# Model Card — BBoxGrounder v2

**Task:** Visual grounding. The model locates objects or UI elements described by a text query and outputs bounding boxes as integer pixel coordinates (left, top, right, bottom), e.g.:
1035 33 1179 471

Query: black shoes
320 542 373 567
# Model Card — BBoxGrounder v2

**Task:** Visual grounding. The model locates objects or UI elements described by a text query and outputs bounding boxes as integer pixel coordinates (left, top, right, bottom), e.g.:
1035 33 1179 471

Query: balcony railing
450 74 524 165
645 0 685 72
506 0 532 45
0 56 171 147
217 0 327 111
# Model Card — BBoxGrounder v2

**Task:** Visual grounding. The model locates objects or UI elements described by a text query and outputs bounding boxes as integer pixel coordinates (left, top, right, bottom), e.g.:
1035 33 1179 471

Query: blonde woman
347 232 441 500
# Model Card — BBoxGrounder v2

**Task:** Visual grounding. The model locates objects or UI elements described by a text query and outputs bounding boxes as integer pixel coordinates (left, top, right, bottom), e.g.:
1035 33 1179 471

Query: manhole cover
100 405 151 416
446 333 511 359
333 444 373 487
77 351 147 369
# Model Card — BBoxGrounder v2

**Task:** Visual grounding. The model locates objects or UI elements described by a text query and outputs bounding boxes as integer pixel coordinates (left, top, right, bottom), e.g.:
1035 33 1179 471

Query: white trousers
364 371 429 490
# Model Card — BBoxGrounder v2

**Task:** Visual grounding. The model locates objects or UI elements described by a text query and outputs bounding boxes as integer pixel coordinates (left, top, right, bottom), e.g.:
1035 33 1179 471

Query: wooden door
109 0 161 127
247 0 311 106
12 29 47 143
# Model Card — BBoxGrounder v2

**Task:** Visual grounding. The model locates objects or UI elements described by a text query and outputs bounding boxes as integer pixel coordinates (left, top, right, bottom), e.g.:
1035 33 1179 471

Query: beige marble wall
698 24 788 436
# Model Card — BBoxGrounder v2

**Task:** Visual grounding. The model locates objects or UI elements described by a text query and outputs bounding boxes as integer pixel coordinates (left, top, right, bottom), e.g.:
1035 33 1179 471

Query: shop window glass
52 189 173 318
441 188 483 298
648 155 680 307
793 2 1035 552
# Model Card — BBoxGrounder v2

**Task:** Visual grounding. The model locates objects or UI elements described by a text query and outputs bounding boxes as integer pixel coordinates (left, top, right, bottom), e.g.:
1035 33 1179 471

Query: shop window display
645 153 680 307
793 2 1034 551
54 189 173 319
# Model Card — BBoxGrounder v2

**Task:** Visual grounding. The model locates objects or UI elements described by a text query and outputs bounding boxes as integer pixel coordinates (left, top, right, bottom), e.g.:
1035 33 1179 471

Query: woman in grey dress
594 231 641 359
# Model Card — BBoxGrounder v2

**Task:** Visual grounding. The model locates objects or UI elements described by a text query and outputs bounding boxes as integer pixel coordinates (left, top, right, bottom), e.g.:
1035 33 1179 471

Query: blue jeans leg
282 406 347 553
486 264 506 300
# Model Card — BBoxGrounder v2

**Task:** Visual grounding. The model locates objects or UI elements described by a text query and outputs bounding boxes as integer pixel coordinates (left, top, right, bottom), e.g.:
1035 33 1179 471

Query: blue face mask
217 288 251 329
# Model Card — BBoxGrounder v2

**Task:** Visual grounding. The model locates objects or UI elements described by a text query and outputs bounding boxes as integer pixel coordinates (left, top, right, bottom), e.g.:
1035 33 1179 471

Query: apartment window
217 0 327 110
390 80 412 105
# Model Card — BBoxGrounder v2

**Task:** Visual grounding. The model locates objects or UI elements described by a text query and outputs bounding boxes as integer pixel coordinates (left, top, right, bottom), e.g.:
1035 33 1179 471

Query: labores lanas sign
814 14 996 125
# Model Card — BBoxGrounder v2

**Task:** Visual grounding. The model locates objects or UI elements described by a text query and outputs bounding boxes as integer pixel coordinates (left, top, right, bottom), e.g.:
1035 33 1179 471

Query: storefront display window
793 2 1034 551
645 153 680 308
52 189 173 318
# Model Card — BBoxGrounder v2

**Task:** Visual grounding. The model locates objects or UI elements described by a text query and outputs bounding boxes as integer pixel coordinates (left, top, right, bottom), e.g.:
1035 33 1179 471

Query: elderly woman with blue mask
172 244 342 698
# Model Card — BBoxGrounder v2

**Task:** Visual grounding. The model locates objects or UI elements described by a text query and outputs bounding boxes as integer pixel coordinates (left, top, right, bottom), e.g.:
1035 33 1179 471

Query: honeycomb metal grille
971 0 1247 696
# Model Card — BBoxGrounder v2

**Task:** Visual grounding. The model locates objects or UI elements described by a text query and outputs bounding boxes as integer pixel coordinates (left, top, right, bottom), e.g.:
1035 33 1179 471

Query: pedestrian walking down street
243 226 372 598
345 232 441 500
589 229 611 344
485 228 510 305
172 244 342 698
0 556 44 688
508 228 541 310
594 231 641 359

*TASK*. Would you reproduce the material above in full, exactly as given?

*EXERCISE SOLUTION*.
# Model Card — BBoxGrounder v2

**Task:** Visual grounding. The model locates objects or UI elements described by a text query and outputs bounding boxes as integer pixel coordinates (left, top, right, bottom), e.g.:
1035 33 1179 471

Query: black shoes
320 542 373 567
# Model Card — BBoxGrounder v2

**Task:** Visual grounding. The model locates objects or UI elements described by a text query and outputs bounding boxes as integer pixel coordinates (left, top, right, bottom), e.g.:
1035 33 1179 471

Query: balcony railing
450 74 524 165
645 0 685 72
506 0 532 45
0 56 171 147
217 0 327 111
# Model Card — BBoxGrounder v2

**Task:** Visual grounding. The model locates objects or UI elements described by a text query and outputs bounding boxes as integer pixel coordinates (left, top, right, bottom), e.g.:
1035 33 1179 471

Query: blonde woman
347 232 441 500
# Model Card — BBoxGrounder v2

**Task:** Visual grounding. The model locates objects or UI elements described by a text query and outputs bounding boxes as integer pixel coordinates (left, top, right, bottom), e.g.:
1035 33 1179 471

Query: manhole cover
100 405 151 416
446 333 511 359
333 444 373 487
77 351 147 369
# Model Card — BBoxGrounder v2

**Task:** Visual grounding. The model locates objects or UI elements described by a text query and outputs bounding boxes as integer pixel coordinates (left, top, right, bottom), e.g.:
1035 33 1179 471

Query: white trousers
364 371 429 490
# Model Card — BBoxGrounder v2

**Task:** Visual grounding. The model locates objects or UI elements described by a text query and outputs bounding boxes as integer pixel coordinates (left, top, right, bottom), e.g.:
1035 33 1179 471

Query: wooden door
109 0 161 127
247 0 311 106
12 29 47 143
# Model Card — BBoxGrounder v2

**Task:** Visual grounding. The model locates objects or UI elements described by a text query and outputs bounding boxes as integer pixel coordinates (left, top, right, bottom), e.g.:
1035 33 1179 471

Query: beige marble wall
698 24 788 436
# Model Card — BBoxGrounder v2

**Task:** Visual grounding. The model locates objects or UI elements described by a text query and outputs bounding boxes as integer pixel coordinates (left, top, right, bottom), e.g.:
1035 33 1179 471

Query: shop window glass
52 189 173 318
441 188 483 298
648 155 680 307
793 2 1035 552
# Model Card — BBoxGrounder v2

**Task:** Visual grounding. The model locates objects or UI elements described by a text query and outputs bounding boxes as integer pixel coordinates (left, top, right, bottom), e.g.:
1035 33 1179 471

Query: shop window display
645 153 680 307
793 2 1034 551
54 189 173 319
# Model Card — BBoxGrounder v2

**Task:** Visual grounding. The model locates objects or UI elements described by a text query and outputs bounding boxes as integer pixel coordinates (left, top, right, bottom), e.g.:
1035 33 1179 471

Query: woman in grey dress
594 231 641 359
# Model Card — BBoxGrounder v2

**Task:** Visual grounding. The model locates objects or UI elements described by a text query and outputs bounding boxes as integer pixel coordinates (left, top, right, bottom), e.g.:
1035 33 1179 471

Query: blue jeans leg
282 406 347 553
486 264 506 300
# Model Card — BBoxGrounder v2

**Task:** Visual grounding. The model locates objects or UI elements described by a text query and outputs bounding boxes as integer pixel coordinates (left, top, right, bottom), e.g.:
1035 33 1179 471

Query: blue face mask
217 288 251 329
# Model Card — BBoxGrounder v2

**Task:** Visual grounding. The model locates objects or UI elements described by a text query and outputs bounding boxes as integer pixel coordinates (left, top, right, bottom), e.g.:
1035 33 1179 471

Query: apartment window
217 0 327 110
390 80 412 105
# Model Card — BBoxGrounder v2

**Task:** Visual grounding. The model locates objects or UI elements described by a text query and outputs bounding boxes as integer pixel coordinates (left, top, right, bottom), e.g.:
1035 33 1179 471

Query: labores lanas sign
814 14 996 125
# Model Card — BBoxGrounder v2

**Task:** Visual grounding. The model locates objects or UI elements described by a text query and outputs bounding boxes as integer pixel coordinates (left, top, right, bottom), e.g.:
1035 33 1179 471

Query: storefront display window
793 2 1034 551
645 153 680 308
52 189 173 318
# Model Card — BBoxGrounder v2

**Task:** Visual grounding. The model locates objects or UI elements described by a text query and outputs bounding boxes as integer pixel coordinates (left, top, right, bottom), e.g.:
1035 33 1179 471

Query: elderly woman with blue mask
172 244 342 698
# Model Card — BBoxGrounder v2

**Task:** Visual grounding. The model locates objects or UI elements described by a text query and outputs bounding boxes as integer pixel coordinates (left, top, right, bottom), e.g.:
1035 33 1179 471

Query: honeycomb metal grille
971 0 1247 696
# Model Card — BBoxGrounder v2

**Task:** Visual grounding. The model locates objects or UI elements described by a text query and outputs bounding boxes as integer pixel coordinates (left, top, right, bottom), e.g.:
1035 33 1179 471

Query: pedestrian walking down street
243 226 372 598
345 232 441 500
589 229 611 344
485 228 510 305
172 244 342 698
0 556 44 688
508 228 541 310
594 231 641 359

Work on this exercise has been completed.